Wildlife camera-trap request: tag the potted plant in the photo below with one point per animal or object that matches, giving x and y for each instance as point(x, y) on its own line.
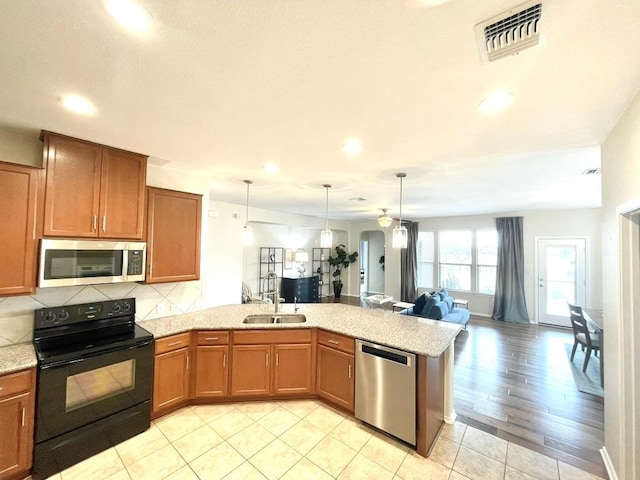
point(340, 261)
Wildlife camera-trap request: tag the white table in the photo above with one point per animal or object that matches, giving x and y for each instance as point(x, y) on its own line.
point(378, 300)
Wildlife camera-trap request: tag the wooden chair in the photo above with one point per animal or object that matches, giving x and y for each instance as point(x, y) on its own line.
.....
● WHAT NEEDS TO BE DONE
Only the final stretch of the entries above is needed: print exactly the lines from the line containing "Wildlife camera-trap request: tag the white" through the last one.

● ANSWER FOR THIS EXERCISE
Wildlife camera-trap request: tag the white table in the photo above with one point per animal or object that matches, giving x and y for each instance as point(x, y) on its own line.
point(378, 300)
Wildlife camera-trap request: tag the wooden chair in the photo above with one point per animal or object that matches, giving x and y for each instance as point(x, y) on its own line.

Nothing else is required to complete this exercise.